=== TEXTAUSZUG ===

Süddeutsche Zeitung

Karlsfeld:Drei Kreuze für ein Ortszentrum

Karlsfelds Bürger entscheiden am Sonntag, ob die aktuellen Planungen für die "Neue Mitte" weiterverfolgt werden, oder ob die alten in Kraft bleiben.

Von Petra Schafflik

Anders als die übrigen Landkreisbürger werden die Karlsfelder am kommenden Sonntag nicht nur ihre Stimmen zur Bundestagswahl abgeben. Vielmehr entscheiden die 14 500 Wahlberechtigten auch über die Frage, wie es mit den Planungen für das Ortszentrum "Neue Mitte" weitergeht. Soll der neue Bebauungsplan 83 B für dieses Areal im Kern der Gemeinde weiterverfolgt werden oder der alte (83 A) weiter in Kraft bleiben?

===

## ARBEITSAUFTRAG
Setzen Sie den Zeitungsartikel über den Karlsfelder Bürgerentscheid zur „Neuen Mitte“ im Anschluss an seinen letzten Satz fort.

=== GEGEBENE DATEN ===

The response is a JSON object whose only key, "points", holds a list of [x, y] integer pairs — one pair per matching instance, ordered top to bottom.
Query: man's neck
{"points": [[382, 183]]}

===

## LÖSUNG
Abgelehnt werden die neuen Planungen von den Bürgerinitiativen "Ortsentwicklung Karlsfeld" und "83 B - So nicht", die das Ziel einer identitätsstiftenden Ortsmitte verfehlt sehen. Für die überarbeiteten Entwürfe hat sich eine Mehrheit der Karlsfelder Gemeinderäte mit SPD und CSU ausgesprochen. Unterstützt werden sie von der Bürgerinitiative "Ja! zur Neuen Mitte", die sich einen Aufschwung für den Ort verspricht. Um den Meinungsstreit zu entscheiden, hat der Gemeinderat auf Anregung von Bürgermeister Stefan Kolbe (CSU) ein Ratsbegehren, die BI s ein Bürgerbegehren initiiert. Jetzt haben die Karlsfelder das Wort.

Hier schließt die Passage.